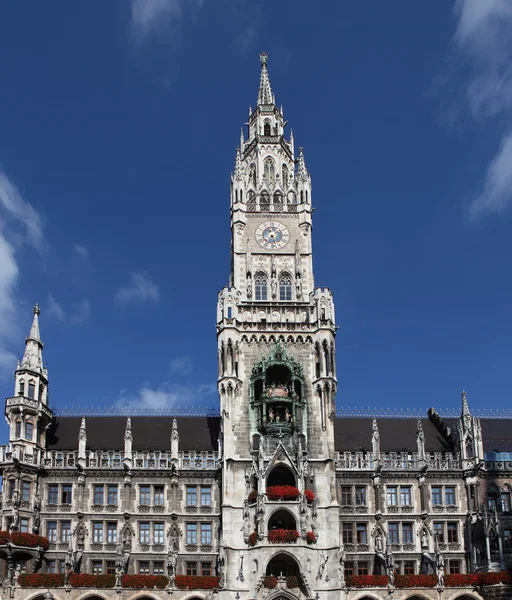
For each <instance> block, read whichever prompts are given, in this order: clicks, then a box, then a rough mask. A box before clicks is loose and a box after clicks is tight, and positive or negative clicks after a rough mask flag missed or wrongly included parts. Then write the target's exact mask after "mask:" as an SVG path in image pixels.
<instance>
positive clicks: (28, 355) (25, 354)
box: [20, 304, 43, 374]
mask: <svg viewBox="0 0 512 600" xmlns="http://www.w3.org/2000/svg"><path fill="white" fill-rule="evenodd" d="M40 314H41V309H40V308H39V304H36V305H35V306H34V319H33V321H32V327H31V328H30V333H29V334H28V337H27V338H26V340H25V352H24V354H23V359H22V361H21V365H20V366H21V367H22V368H24V369H30V370H31V371H35V372H36V373H40V374H43V342H42V341H41V334H40V333H39V315H40Z"/></svg>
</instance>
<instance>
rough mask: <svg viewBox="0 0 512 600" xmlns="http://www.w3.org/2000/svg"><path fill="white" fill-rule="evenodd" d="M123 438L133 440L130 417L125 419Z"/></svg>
mask: <svg viewBox="0 0 512 600" xmlns="http://www.w3.org/2000/svg"><path fill="white" fill-rule="evenodd" d="M124 439H125V440H130V441H133V435H132V420H131V419H130V417H128V418H127V419H126V430H125V432H124Z"/></svg>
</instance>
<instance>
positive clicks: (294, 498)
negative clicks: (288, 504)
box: [267, 485, 300, 501]
mask: <svg viewBox="0 0 512 600" xmlns="http://www.w3.org/2000/svg"><path fill="white" fill-rule="evenodd" d="M267 496H268V499H269V500H271V501H278V500H297V498H298V497H299V496H300V492H299V490H298V488H296V487H295V486H293V485H273V486H271V487H268V488H267Z"/></svg>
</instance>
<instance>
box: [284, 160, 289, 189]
mask: <svg viewBox="0 0 512 600" xmlns="http://www.w3.org/2000/svg"><path fill="white" fill-rule="evenodd" d="M287 187H288V167H287V166H286V165H283V188H284V189H285V190H286V188H287Z"/></svg>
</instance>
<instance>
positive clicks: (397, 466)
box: [0, 55, 512, 600]
mask: <svg viewBox="0 0 512 600" xmlns="http://www.w3.org/2000/svg"><path fill="white" fill-rule="evenodd" d="M285 126H286V121H285V120H284V116H283V110H282V109H281V108H278V106H277V105H276V102H275V98H274V94H273V92H272V89H271V85H270V81H269V75H268V70H267V56H266V55H262V56H261V77H260V84H259V90H258V97H257V103H256V108H255V109H254V110H251V111H250V117H249V123H248V128H247V132H246V134H244V133H242V135H241V138H240V146H239V147H238V148H237V151H236V160H235V168H234V172H233V174H232V176H231V187H230V202H231V273H230V277H229V286H228V287H225V288H224V289H222V290H221V292H220V293H219V295H218V303H217V318H216V323H217V337H218V370H219V375H218V391H219V401H220V411H219V415H220V416H216V417H206V416H205V417H177V418H173V417H172V416H170V417H133V418H131V419H130V418H126V417H119V416H111V417H87V418H78V417H77V418H75V417H56V416H54V414H53V413H52V409H51V406H50V405H49V403H48V382H49V374H48V371H47V369H46V368H45V366H44V362H43V356H42V351H43V343H42V341H41V336H40V331H39V309H38V307H37V306H36V307H35V309H34V320H33V324H32V328H31V330H30V333H29V336H28V337H27V339H26V345H25V352H24V355H23V359H22V360H21V361H20V362H19V363H18V366H17V369H16V372H15V387H14V392H13V396H12V397H11V398H7V401H6V406H5V416H6V420H7V423H8V426H9V444H8V445H7V446H4V447H2V448H1V449H0V469H1V474H2V477H3V492H2V499H1V500H2V501H1V521H2V525H1V528H2V530H3V531H4V532H5V533H3V534H1V536H0V537H1V539H0V563H1V569H2V573H3V577H4V582H3V588H2V595H3V596H2V597H3V598H15V599H16V600H22V599H28V600H30V599H32V598H38V599H39V598H43V597H45V598H50V599H51V598H54V599H56V600H64V599H67V600H79V599H82V598H83V599H91V598H95V599H98V598H101V599H103V600H110V599H114V598H116V599H117V600H129V599H130V600H131V599H137V598H153V599H163V598H171V597H172V598H175V599H176V600H182V599H192V598H194V599H198V598H209V599H211V598H212V597H214V596H215V597H217V596H218V597H219V598H220V599H221V600H223V599H233V600H234V599H236V600H239V599H243V600H249V599H256V598H264V597H265V598H268V599H269V600H274V599H281V600H283V599H292V600H293V599H296V598H301V599H306V598H309V599H316V600H320V599H322V600H331V599H333V600H334V599H344V598H351V599H354V600H357V599H358V598H360V597H362V596H368V597H370V598H374V599H378V598H386V597H388V596H389V597H390V598H391V597H394V598H396V599H398V600H401V599H404V598H409V597H411V595H416V596H419V597H422V598H427V599H430V598H432V599H434V598H437V599H439V600H441V599H443V600H444V599H446V600H452V599H455V598H460V597H464V598H465V599H467V598H476V599H479V598H482V597H485V595H486V594H485V593H484V592H483V591H482V590H483V589H484V588H478V589H474V586H469V585H467V586H466V587H463V588H458V589H457V590H455V589H454V588H450V587H446V586H445V582H444V580H445V579H446V580H447V581H448V580H449V577H450V576H451V575H452V574H459V573H460V574H466V573H478V572H489V571H500V572H503V571H506V570H508V569H509V568H511V567H512V506H511V502H512V499H511V493H512V487H511V485H510V484H511V477H512V454H510V453H512V439H511V438H512V435H511V422H510V421H507V420H491V419H478V418H475V417H474V416H473V415H472V413H471V410H470V408H469V405H468V402H467V399H466V394H465V393H463V394H462V409H461V415H460V418H458V419H445V418H443V416H442V415H439V414H437V413H436V412H435V411H434V410H432V409H431V410H429V411H428V413H427V412H426V413H425V417H424V418H423V419H407V418H404V419H392V418H382V419H372V418H371V417H368V418H363V417H359V418H355V417H353V418H348V417H345V418H337V417H336V410H335V406H336V405H335V396H336V391H337V386H338V382H337V375H336V373H337V364H336V346H335V334H336V321H335V314H334V301H333V297H332V294H331V292H330V291H329V289H328V288H325V287H324V288H322V287H315V284H314V277H313V254H312V211H313V209H312V187H311V177H310V174H309V172H308V170H307V167H306V162H305V158H304V154H303V151H302V148H299V149H298V151H297V148H296V147H295V143H294V139H293V134H292V133H291V132H290V133H289V134H287V133H286V132H285ZM319 205H321V202H319ZM22 533H24V534H31V533H34V534H39V535H42V536H44V537H46V538H47V539H48V542H49V545H48V549H45V548H41V547H37V546H36V547H27V546H26V545H23V543H22V542H20V543H18V542H19V540H21V539H22V537H23V536H20V535H19V534H22ZM25 537H26V536H25ZM27 539H28V538H27ZM16 540H18V542H17V541H16ZM36 571H37V572H39V573H41V572H42V573H49V574H52V573H57V574H58V573H66V580H65V585H61V586H55V587H51V586H50V585H42V584H41V586H40V587H39V588H30V589H29V588H26V587H23V586H22V585H21V582H22V580H23V577H26V576H24V575H23V574H22V573H31V572H36ZM70 573H90V574H113V575H115V578H116V584H115V586H114V587H110V588H109V587H104V588H102V587H101V586H100V585H97V586H96V585H92V584H91V587H90V588H83V587H81V588H79V587H75V586H73V585H72V580H71V583H70ZM125 573H126V574H141V575H164V576H166V577H168V578H169V580H168V584H167V585H166V586H165V587H163V588H162V589H159V588H152V589H145V590H140V589H139V590H137V589H135V588H133V587H132V588H126V587H125V586H124V584H123V585H121V579H122V577H123V576H124V577H127V576H126V575H124V574H125ZM421 573H424V574H429V573H430V574H432V576H434V577H436V578H437V579H436V585H434V586H431V587H430V588H429V587H425V588H424V589H423V588H421V586H420V585H418V586H417V587H416V588H415V589H413V590H411V589H404V588H400V586H398V585H395V582H398V581H399V579H400V577H402V576H407V575H413V574H417V575H419V574H421ZM372 574H381V575H383V576H387V579H386V582H385V583H384V585H382V584H380V585H377V584H375V585H374V586H373V587H372V585H370V586H369V587H367V588H366V589H364V590H362V589H361V588H360V587H357V586H355V585H351V584H350V582H351V581H352V582H354V581H356V580H357V577H356V578H354V577H353V576H364V575H372ZM187 576H188V579H187ZM272 576H273V577H272ZM201 578H204V579H201ZM216 578H218V579H216ZM192 580H193V581H196V582H199V583H200V582H201V581H210V582H211V581H212V580H213V581H214V583H215V585H213V587H214V588H215V589H214V590H212V589H196V590H190V589H183V588H184V587H186V583H187V582H190V581H192ZM372 581H374V582H376V581H377V579H376V578H374V580H372ZM183 582H185V583H183ZM199 587H200V586H199ZM210 587H212V586H211V585H210ZM92 588H94V589H92ZM420 588H421V589H420ZM500 589H501V588H500ZM488 595H489V596H490V595H491V592H489V593H488Z"/></svg>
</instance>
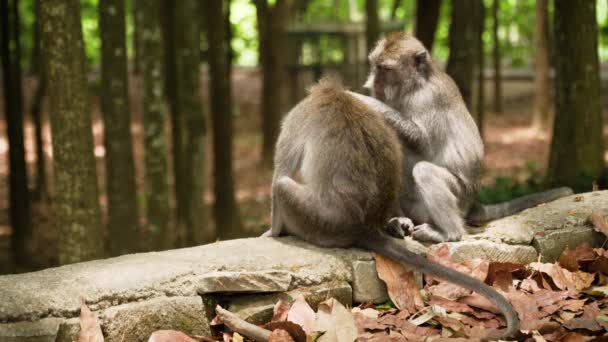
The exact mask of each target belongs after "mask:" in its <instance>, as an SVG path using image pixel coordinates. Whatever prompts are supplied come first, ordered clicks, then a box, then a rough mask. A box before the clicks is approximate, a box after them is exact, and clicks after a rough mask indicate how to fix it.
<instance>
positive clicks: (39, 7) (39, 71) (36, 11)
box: [30, 0, 41, 75]
mask: <svg viewBox="0 0 608 342" xmlns="http://www.w3.org/2000/svg"><path fill="white" fill-rule="evenodd" d="M40 1H41V0H34V24H33V27H32V59H31V61H30V71H31V72H32V73H33V74H35V75H38V74H39V73H40V69H41V68H40V62H41V61H40V57H41V56H40V54H41V51H40V22H39V21H40Z"/></svg>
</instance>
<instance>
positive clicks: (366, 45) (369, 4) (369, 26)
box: [365, 0, 380, 52]
mask: <svg viewBox="0 0 608 342" xmlns="http://www.w3.org/2000/svg"><path fill="white" fill-rule="evenodd" d="M379 37H380V18H379V17H378V0H365V42H366V46H367V52H370V51H372V49H373V48H374V46H375V45H376V42H377V41H378V38H379Z"/></svg>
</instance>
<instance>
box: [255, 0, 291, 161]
mask: <svg viewBox="0 0 608 342" xmlns="http://www.w3.org/2000/svg"><path fill="white" fill-rule="evenodd" d="M254 3H255V5H256V10H257V12H256V13H257V19H258V32H259V39H260V44H259V45H260V62H261V65H262V165H263V166H265V167H268V168H270V167H271V166H272V158H273V154H274V145H275V143H276V139H277V137H278V135H279V121H280V120H281V113H282V112H283V110H284V109H285V108H286V106H287V91H286V87H285V84H286V82H287V75H286V64H285V58H284V56H283V54H284V52H285V51H286V49H287V14H288V12H289V0H276V1H275V3H274V5H273V4H271V3H270V1H268V0H254Z"/></svg>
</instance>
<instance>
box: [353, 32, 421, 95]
mask: <svg viewBox="0 0 608 342" xmlns="http://www.w3.org/2000/svg"><path fill="white" fill-rule="evenodd" d="M369 62H370V65H371V72H370V75H369V77H368V79H367V81H366V82H365V85H364V87H365V88H368V89H370V90H371V92H372V96H374V97H375V98H377V99H379V100H381V101H385V102H387V101H388V102H390V101H391V100H394V99H396V98H397V97H399V96H403V95H406V93H408V92H411V91H414V90H415V89H416V88H418V87H420V86H421V85H422V84H423V83H424V82H425V81H426V80H427V79H428V77H429V73H430V71H431V68H432V66H431V63H432V62H431V59H430V57H429V53H428V51H427V50H426V48H425V47H424V45H422V43H421V42H420V41H419V40H418V39H416V38H414V37H412V36H410V35H407V34H405V33H403V32H393V33H390V34H388V35H387V36H386V37H384V38H382V39H381V40H380V41H379V42H378V43H377V44H376V47H375V48H374V49H373V50H372V52H371V53H370V54H369ZM404 92H405V93H404Z"/></svg>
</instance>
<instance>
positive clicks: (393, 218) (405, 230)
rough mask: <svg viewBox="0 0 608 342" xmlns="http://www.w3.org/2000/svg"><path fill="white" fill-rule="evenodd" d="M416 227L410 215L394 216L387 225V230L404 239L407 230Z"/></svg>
mask: <svg viewBox="0 0 608 342" xmlns="http://www.w3.org/2000/svg"><path fill="white" fill-rule="evenodd" d="M413 228H414V222H412V220H411V219H409V218H408V217H393V218H392V219H390V220H389V221H388V224H387V225H386V232H387V233H388V234H389V235H390V236H393V237H396V238H398V239H403V238H404V237H405V235H406V234H405V233H406V232H410V231H411V230H412V229H413Z"/></svg>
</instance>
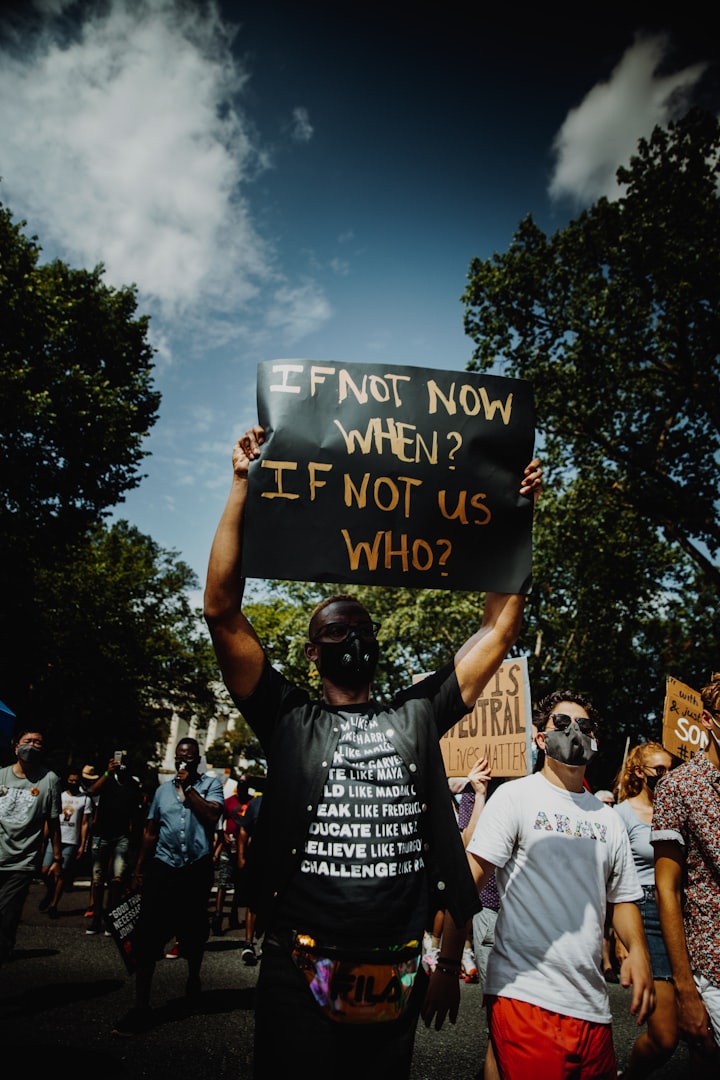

_PROBLEM REQUIREMENTS:_
Output the line containing "positive clicks: (393, 218) (405, 230)" and each line after it, through the end of the material, exactly as given. No pictures belong in the output.

_WORKED SOLUTION:_
positive clicks: (393, 218) (405, 230)
rough mask: <svg viewBox="0 0 608 342" xmlns="http://www.w3.org/2000/svg"><path fill="white" fill-rule="evenodd" d="M416 227L410 215L394 216L387 225V230L404 239L407 230Z"/></svg>
mask: <svg viewBox="0 0 608 342" xmlns="http://www.w3.org/2000/svg"><path fill="white" fill-rule="evenodd" d="M413 228H414V222H412V220H411V219H409V218H408V217H393V218H392V219H390V220H389V221H388V224H387V225H386V232H387V233H388V234H389V235H390V236H393V237H396V238H398V239H403V238H404V237H405V235H406V234H405V233H406V232H410V231H411V230H412V229H413Z"/></svg>
</instance>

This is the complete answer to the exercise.